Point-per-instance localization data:
++++++++++

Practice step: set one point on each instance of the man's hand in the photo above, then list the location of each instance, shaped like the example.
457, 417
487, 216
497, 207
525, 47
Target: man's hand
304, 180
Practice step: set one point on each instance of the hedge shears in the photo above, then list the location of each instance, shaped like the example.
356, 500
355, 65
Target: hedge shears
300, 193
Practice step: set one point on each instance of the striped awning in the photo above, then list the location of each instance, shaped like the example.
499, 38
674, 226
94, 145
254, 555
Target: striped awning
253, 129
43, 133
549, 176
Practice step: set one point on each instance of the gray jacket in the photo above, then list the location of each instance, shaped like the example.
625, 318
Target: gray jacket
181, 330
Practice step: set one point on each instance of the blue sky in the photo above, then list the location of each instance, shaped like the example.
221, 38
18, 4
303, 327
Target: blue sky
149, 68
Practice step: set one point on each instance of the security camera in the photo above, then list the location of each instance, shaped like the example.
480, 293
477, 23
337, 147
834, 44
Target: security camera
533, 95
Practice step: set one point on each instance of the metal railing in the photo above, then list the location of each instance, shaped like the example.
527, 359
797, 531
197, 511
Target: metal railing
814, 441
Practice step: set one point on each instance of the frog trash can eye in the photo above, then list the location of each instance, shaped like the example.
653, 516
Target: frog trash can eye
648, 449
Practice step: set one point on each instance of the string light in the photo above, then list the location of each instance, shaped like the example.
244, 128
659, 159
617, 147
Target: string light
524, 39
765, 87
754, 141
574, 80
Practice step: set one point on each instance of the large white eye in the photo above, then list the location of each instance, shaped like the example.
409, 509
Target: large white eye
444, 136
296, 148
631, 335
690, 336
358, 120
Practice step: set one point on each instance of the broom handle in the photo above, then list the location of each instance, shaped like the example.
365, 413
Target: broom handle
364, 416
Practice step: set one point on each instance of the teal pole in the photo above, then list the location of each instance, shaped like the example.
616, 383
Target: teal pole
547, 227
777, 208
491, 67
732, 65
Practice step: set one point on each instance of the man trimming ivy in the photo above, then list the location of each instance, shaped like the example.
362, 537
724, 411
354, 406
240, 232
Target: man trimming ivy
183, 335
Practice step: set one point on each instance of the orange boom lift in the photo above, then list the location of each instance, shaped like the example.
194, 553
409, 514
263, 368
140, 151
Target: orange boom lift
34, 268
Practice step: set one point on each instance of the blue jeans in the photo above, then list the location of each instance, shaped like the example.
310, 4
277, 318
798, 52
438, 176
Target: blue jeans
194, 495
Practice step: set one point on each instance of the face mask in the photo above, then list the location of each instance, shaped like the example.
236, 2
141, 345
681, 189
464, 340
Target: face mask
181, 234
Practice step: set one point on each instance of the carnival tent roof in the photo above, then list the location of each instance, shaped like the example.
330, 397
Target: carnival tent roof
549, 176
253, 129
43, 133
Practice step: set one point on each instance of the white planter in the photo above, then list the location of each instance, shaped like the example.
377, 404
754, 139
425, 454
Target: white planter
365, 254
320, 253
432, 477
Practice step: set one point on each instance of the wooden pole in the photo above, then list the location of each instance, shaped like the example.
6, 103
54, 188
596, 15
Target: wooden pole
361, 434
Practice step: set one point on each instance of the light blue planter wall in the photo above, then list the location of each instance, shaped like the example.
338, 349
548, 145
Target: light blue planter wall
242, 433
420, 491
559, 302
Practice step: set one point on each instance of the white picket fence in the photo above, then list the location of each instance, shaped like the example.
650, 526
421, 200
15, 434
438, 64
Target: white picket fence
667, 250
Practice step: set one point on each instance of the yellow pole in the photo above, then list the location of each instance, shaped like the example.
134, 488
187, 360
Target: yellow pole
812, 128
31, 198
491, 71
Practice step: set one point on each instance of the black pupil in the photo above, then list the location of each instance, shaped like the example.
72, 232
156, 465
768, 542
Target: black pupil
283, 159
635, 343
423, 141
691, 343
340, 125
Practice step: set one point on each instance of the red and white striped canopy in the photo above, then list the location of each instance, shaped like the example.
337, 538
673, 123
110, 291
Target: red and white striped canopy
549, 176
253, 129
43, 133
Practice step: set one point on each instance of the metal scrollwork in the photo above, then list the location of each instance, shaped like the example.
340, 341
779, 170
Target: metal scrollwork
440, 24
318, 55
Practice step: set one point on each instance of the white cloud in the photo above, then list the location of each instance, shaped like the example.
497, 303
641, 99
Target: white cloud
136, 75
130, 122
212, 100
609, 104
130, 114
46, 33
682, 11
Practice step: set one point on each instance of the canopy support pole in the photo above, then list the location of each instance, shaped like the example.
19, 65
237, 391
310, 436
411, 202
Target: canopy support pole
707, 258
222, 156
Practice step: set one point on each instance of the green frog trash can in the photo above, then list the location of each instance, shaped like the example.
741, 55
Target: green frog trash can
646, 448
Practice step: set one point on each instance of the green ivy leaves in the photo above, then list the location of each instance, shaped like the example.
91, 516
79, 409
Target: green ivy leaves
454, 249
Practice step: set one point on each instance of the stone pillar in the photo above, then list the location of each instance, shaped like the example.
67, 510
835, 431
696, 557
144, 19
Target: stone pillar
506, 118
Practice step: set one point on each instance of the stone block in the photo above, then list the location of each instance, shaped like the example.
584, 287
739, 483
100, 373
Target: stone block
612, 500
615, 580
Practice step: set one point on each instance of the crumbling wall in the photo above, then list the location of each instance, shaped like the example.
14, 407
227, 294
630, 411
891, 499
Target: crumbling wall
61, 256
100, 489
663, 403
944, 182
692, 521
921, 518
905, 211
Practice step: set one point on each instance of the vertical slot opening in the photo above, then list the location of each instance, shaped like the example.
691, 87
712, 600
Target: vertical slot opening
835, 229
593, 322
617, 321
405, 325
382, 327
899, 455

++++++++++

### YOUR OBJECTIVE
Every one of the records is to be copied word for word.

### RESULT OF THIS EXERCISE
Practice step: set one point on each instance of the man's hand in the photo above, then list the location of each instance, shaped like the example.
457, 417
487, 216
497, 207
525, 47
Target: man's hand
304, 180
Practice step: set one point on each instance of the hedge shears in the photo above, then list the location of each instance, shaped like the example.
356, 500
355, 65
Target: hedge shears
300, 193
Practice step: set one point on each instance of the striped awning in the photo above, then list the location of each instance, shaped like the example.
499, 38
674, 226
94, 145
254, 555
Target: striped awning
253, 129
43, 133
549, 176
Practice step: set one point on each instance of the gray jacket in the photo above, then list the location of each instance, shaped like the example.
625, 318
Target: gray jacket
181, 330
Practice step: set one point on each instance of the blue sky in the photo above, then list the location of each instance, shaped like the example.
221, 38
18, 4
303, 327
Target: blue sky
149, 68
Practice step: set one point on each instance of the security camera in the photo above, then list the location of each instance, shaped like the example.
480, 293
477, 23
337, 147
834, 44
Target: security camera
533, 95
Practice step: set one point on each instance of the metal railing in the photo above, then list the location of each instance, shaped like the example.
527, 359
797, 531
197, 511
Target: metal railing
814, 441
Practice step: set one point on each instance of the frog trash can eye in the photo above, then list the location of each instance, shaped like the example.
653, 516
Target: frog trash can eye
648, 449
Practice step: set one point on each instance of the string light in the photo above, then list the location of each instance, shaped like the example.
244, 128
659, 159
617, 147
Target: string light
524, 39
765, 87
754, 141
574, 80
Practice step: set one point on each instance of the large white eye in the photo above, then list the location of each instance, shaped like the example.
409, 509
Target: large white eye
444, 136
296, 148
631, 335
690, 336
358, 120
Practice step: set one point on each instance of the broom handle in the photo above, then list the location of each instance, shaped like the example.
365, 413
Target: broom handle
364, 416
Practice step: set one point on each instance of the teal pole in the photo above, then list the location of each instance, shaped like the example.
616, 383
Target: teal pole
547, 227
777, 208
491, 67
732, 65
Practice step: set one point on each instance of the man trimming ivy in the photo above, then list the location of each instance, shaped like the example.
362, 537
724, 411
354, 406
240, 232
Target: man trimming ivy
183, 335
Practice step: set one point on each instance of the orange boom lift in the photo above, then list the location of each instance, shaped like the example.
194, 553
409, 514
263, 368
140, 151
Target: orange boom lift
34, 268
Practice step: set one point on each instance of the blue jeans in the photo above, then list the location of each instance, shaped like the example.
310, 4
277, 318
798, 52
438, 176
Target: blue jeans
194, 495
Practice step: set one point on each instance of the face mask in the photo above, then list the location of each instance, shaped like the example.
236, 2
141, 345
681, 189
464, 340
Target: face mask
181, 234
Practice step: set one point on each instance of the carnival tent roof in the photo above, then list the location of each instance, shaped like the example.
330, 397
Target: carnival tent roof
549, 176
253, 129
43, 133
Practice step: set one point on each instance of the white planter in the photo above, then list the location of each instance, shaped like the example.
377, 404
754, 139
425, 454
Target: white planter
365, 254
320, 253
432, 477
Practice step: set one point on each instance of the wooden pole in the photo above, then list the location of each instance, shaped like the example.
6, 103
54, 188
596, 15
Target: wooden pole
361, 434
Practice step: set one point on each instance of the light blue planter wall in the photo above, then list the location of each instance, shaped like the example.
338, 349
548, 145
Target: light blue planter wall
242, 433
420, 491
559, 302
Practice step: set one point on each instance of the white picket fence in the photo above, then list the location of each instance, shaped like the example.
650, 526
421, 200
15, 434
438, 64
Target: white picket fence
667, 250
Practice step: set one point on each instance of the yellow pole in the photo above, then list the location of each instance, shaped like the example.
134, 488
187, 360
Target: yellow pole
812, 128
31, 198
491, 71
Practice step: set one point on each instance of the black pupil in the photo above, then list the location of each instance, shaped like the example.
72, 232
156, 465
768, 542
Target: black pupil
283, 159
635, 343
423, 141
691, 343
340, 125
Practice step: set one point on each instance of the red and white striped canopy in the photo above, then list the location of each instance, shaped like the example.
337, 538
673, 123
110, 291
Target: red and white striped canopy
549, 176
253, 129
43, 133
Practice step: set one point on each instance of the metal scrollwork in the photo above, then list the location of each instance, shaped like the example.
340, 341
779, 170
Target: metal scrollwork
440, 24
318, 55
Practice step: set one point on each instance of the white cloud in the photo above, then list the location of each instance, shaped like the example.
497, 303
641, 99
Target: white cloud
136, 75
130, 122
212, 100
609, 104
130, 114
46, 33
682, 11
Practice step: set one point on each instance of the canopy support pole in the photo above, then list the location of each instance, shaped like the example.
19, 65
237, 391
310, 436
411, 202
Target: canopy support pole
707, 258
222, 156
Practice step: set one point on each instance of the green frog trash can in the photo above, then list the location of each instance, shaped like the example.
741, 55
Target: green frog trash can
646, 448
Practice step: set one point on each instance of the green ivy leaves in the photo above, then list the location of each instance, shaped like the example.
91, 516
79, 409
Target: green ivy leaves
454, 249
Practice step: set one point on each instance of the stone pillar in the photo above, then list the location of each instance, shaped like the example.
67, 510
835, 431
696, 557
144, 19
Target: stone pillar
506, 118
Practice step: set one point on each instance of the stone block in the photo above, then list the location of each instance, shaped like the example.
584, 287
739, 483
100, 373
Target: stone block
612, 500
615, 580
Practice step: set one point on each instance of the crumbling wall in the photo above, then list the location of each instance, shaped like the example.
14, 407
227, 294
630, 411
891, 499
Target: crumbling wall
61, 256
100, 489
663, 403
944, 182
692, 521
921, 518
905, 211
Practice step: set one point on each instance of the vertical slot opening in the photo above, then list the location of each instance, shaped like the example.
691, 87
712, 600
Target: vertical slot opening
835, 229
593, 322
617, 321
405, 325
382, 327
899, 455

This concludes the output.